Work order 1 - Write out the compliance-costs passage from "The ever increasing" up to and including "undergo digital transformation.", keeping every word and mark as it appears.
Work order 2 - Continue the passage on financial institutions' compliance costs from the point where it stops.

Page extract -
________________________________________

Since COVID-19 surfaced in late 2019, it has been an unprecedented challenge for businesses across almost every industry. While the worst of the pandemic is behind us, the lingering effects are still being felt across the world.
Due to this volatile environment, financial institutions were forced to rely on novel, untested strategies to continue their services. From WFH arrangements to the more extensive adoption of digital technologies, the measures taken by these institutions have added a considerable degree of pressure on all aspects of their operations.
Compliance workflows, in particular, have undergone significant changes, as regulators implement more stringent and complex regulatory requirements to ensure the safety of consumers, the resiliency of these institutions, and the integrity of information.
In addition to this, the calls for greater diversity, the waning trust in financial institutions, and the emergence of challenger institutions have compounded the compliance woes of financial institutions.
The ever increasing costs of compliance
The regulatory landscape across the finance industry is highly dynamic; as new regulations are introduced and older policies are retired, financial institutions have to overhaul their compliance processes to accommodate changing regulatory requirements.
As a result, these institutions incur ever-increasing costs to ensure compliance.
According to a recent PwC study on the industry, 40% of leaders recognised the rising costs of compliance as a major concern and stated that a significant portion of their budget is allocated to regulatory compliance, in addition to enhancing their capabilities and the customer experience.
Another study revealed that in 2020, the average cost of compliance was a staggering $5.47 million annually. This figure is expected to increase in the coming years as the industry continues to undergo digital transformation.

________________________________________

Information -
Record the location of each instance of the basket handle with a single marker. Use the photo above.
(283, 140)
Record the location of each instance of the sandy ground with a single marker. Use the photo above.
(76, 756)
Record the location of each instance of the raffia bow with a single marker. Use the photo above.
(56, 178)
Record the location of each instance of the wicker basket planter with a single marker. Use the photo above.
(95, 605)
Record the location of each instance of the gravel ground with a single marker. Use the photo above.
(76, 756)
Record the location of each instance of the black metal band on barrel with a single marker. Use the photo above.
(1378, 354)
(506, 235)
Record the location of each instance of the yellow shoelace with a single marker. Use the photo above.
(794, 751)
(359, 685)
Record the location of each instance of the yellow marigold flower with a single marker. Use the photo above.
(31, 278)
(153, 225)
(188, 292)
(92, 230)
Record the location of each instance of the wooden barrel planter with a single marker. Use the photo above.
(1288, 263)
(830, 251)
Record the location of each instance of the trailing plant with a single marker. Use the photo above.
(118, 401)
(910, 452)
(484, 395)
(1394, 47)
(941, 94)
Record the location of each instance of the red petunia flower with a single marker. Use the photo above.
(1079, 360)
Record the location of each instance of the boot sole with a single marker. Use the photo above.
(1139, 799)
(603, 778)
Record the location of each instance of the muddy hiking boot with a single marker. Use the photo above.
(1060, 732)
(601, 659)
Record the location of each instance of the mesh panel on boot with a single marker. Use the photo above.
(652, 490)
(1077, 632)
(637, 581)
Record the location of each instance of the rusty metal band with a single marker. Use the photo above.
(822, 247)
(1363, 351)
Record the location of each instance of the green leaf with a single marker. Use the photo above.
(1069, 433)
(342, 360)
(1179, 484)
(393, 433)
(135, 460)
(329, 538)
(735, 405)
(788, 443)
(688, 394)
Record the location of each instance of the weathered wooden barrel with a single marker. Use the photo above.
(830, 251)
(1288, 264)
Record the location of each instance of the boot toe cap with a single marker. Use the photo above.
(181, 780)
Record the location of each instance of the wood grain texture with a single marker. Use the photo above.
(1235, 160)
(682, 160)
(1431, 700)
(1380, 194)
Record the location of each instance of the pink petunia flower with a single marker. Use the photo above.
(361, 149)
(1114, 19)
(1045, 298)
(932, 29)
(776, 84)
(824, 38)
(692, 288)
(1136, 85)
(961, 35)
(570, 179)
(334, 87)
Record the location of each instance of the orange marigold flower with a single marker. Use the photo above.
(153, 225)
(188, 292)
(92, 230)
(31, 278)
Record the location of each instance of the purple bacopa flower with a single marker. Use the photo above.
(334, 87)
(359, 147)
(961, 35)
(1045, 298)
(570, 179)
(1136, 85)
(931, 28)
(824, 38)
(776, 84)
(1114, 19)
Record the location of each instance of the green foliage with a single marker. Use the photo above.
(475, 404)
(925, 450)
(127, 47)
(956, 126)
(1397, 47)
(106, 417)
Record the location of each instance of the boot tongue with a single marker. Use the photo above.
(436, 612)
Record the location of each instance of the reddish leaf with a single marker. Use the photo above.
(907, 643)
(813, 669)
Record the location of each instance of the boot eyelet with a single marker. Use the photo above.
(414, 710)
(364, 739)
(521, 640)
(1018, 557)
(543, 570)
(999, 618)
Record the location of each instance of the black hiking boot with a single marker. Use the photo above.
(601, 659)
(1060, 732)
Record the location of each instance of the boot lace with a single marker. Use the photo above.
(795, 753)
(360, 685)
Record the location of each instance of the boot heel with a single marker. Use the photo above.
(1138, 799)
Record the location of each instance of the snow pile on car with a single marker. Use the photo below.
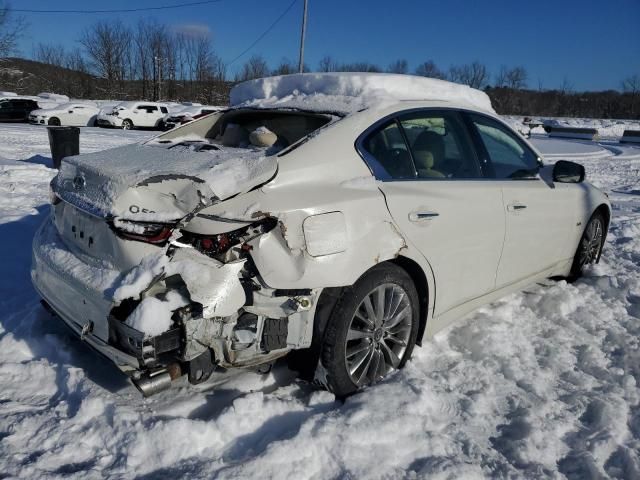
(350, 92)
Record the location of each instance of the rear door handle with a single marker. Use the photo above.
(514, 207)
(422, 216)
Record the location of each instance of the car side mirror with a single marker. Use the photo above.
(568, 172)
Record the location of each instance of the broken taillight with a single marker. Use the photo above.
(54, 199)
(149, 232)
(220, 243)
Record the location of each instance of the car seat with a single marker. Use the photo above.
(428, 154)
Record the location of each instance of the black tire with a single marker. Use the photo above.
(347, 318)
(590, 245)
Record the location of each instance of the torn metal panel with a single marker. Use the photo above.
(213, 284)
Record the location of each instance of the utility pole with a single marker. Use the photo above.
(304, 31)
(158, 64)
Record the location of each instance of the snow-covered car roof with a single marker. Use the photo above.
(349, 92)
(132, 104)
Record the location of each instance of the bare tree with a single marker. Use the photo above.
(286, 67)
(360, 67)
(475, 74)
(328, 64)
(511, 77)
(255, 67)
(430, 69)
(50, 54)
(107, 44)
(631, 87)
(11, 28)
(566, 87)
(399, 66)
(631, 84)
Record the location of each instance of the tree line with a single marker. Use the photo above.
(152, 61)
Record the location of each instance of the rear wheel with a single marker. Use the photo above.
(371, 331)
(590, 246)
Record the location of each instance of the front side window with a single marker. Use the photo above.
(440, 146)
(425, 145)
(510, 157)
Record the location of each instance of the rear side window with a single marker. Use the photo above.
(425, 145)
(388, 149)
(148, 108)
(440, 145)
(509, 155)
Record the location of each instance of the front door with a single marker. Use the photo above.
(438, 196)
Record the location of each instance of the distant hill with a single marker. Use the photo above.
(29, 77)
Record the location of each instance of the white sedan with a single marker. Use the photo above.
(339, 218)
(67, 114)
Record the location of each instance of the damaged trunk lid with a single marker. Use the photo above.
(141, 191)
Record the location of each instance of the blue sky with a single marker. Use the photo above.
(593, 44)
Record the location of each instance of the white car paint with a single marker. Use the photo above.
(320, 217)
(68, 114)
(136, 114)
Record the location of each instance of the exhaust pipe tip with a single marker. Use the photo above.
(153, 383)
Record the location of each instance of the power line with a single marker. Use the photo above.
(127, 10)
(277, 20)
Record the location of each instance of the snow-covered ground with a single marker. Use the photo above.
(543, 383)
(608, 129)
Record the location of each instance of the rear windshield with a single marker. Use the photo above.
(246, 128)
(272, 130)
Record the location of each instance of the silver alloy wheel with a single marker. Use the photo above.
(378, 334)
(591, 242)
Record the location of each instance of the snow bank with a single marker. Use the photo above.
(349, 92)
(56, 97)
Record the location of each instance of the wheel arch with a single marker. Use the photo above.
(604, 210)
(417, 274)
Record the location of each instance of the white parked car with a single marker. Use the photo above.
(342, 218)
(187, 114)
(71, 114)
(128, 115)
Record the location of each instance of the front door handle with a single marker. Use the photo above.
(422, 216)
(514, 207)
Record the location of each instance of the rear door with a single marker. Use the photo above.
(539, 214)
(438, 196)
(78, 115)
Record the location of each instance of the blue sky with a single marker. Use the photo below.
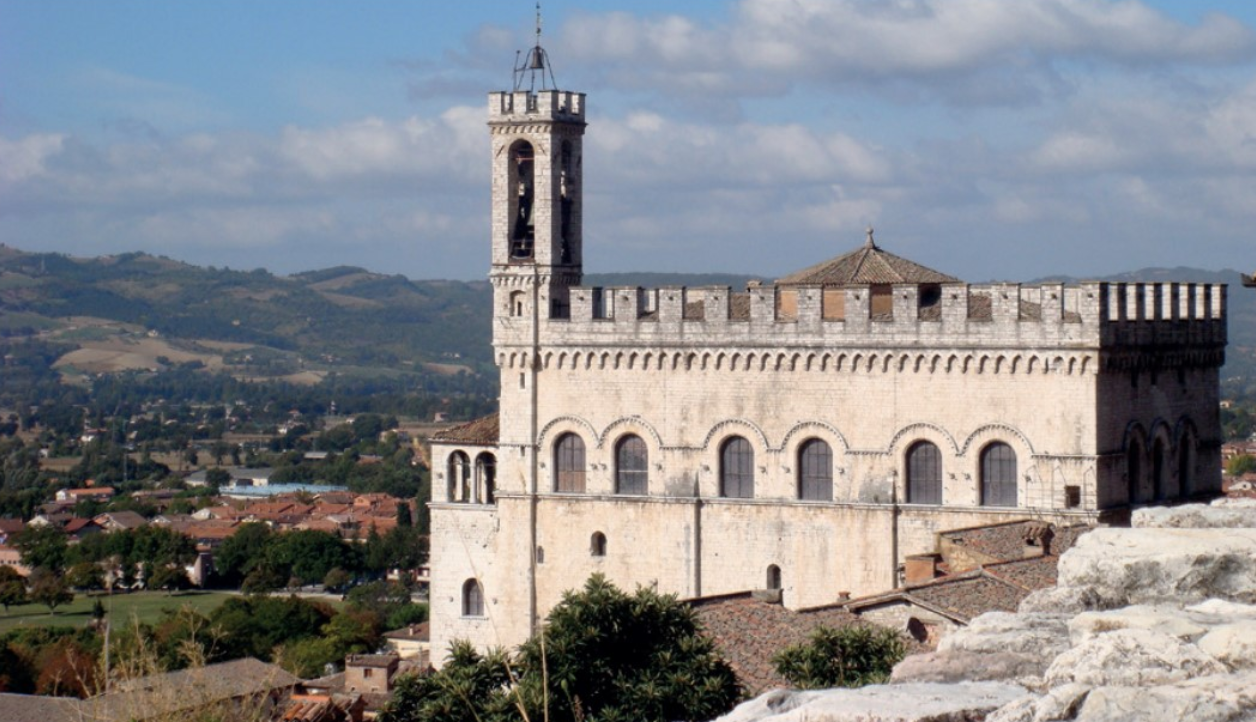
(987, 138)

________________________________________

Answer box 1 -
The ever increasing costs of compliance
The regulatory landscape across the finance industry is highly dynamic; as new regulations are introduced and older policies are retired, financial institutions have to overhaul their compliance processes to accommodate changing regulatory requirements.
As a result, these institutions incur ever-increasing costs to ensure compliance.
According to a recent PwC study on the industry, 40% of leaders recognised the rising costs of compliance as a major concern and stated that a significant portion of their budget is allocated to regulatory compliance, in addition to enhancing their capabilities and the customer experience.
Another study revealed that in 2020, the average cost of compliance was a staggering $5.47 million annually. This figure is expected to increase in the coming years as the industry continues to undergo digital transformation.

Answer box 2 -
To succeed in this new normal, financial institutions need to achieve a synergy where every pound spent enhances their compliance processes, customer experience, and financial capabilities.
Heftier penalties for non-compliance
Financial regulatory authorities have always maintained a strict compliance regime and handed out hefty fines for those who fail to comply. In recent years, this has progressed to a whole new level.
In 2020, the total fines for non-compliance amounted to $10.6 billion, with the breakdown being 20% from employee errors, 20% as a result of criminal misconduct, and 60% owing to cyber attack-related fines.
Meanwhile, the volume of fines also increased to 759 from 97 in 2019. A significant portion of these fines had to do with the aftermath of the 1MDB scandal, in which Goldman Sachs was fined $6.8 billion by multiple regulators across the US and Malaysia.
Another notable incident involved the Australian bank Westpac, which was fined $1.6 billion for non-compliance with anti-money laundering regulations.
Increased emphasis on consumer data protection
In the current business environment, banks and other financial institutions rely on the internet for many of their transactions; those that involve sensitive financial data of millions of customers, making them a prime target for cyber attacks.
According to a report from VMware Carbon Black, in the first half of 2020 alone, financial institutions experienced a sheer 238% increase in the number of cyber attacks. Another study in May 2021 reported that, in the past year, 70% of financial institutions were targets of cyber attacks.
This increase in frequency—and intensity—means that financial regulators, especially in Europe, are enforcing stricter data protection regulations like GDPR, PCI DSS, HMDA and SOX to protect consumer data.
Financial institutions, therefore, need to invest heavily in their cybersecurity and digital infrastructure to ensure compliance more effectively.
The finance industry is going through an unprecedented time—and will continue to do so
Due to the COVID-19 pandemic, and many factors preceding it, the finance industry continues to face many regulatory challenges in 2021. As the rest of the world returns to some semblance of normalcy, financial institutions need to rethink their compliance workflows to overcome emerging compliance challenges and enjoy a redefined version of success.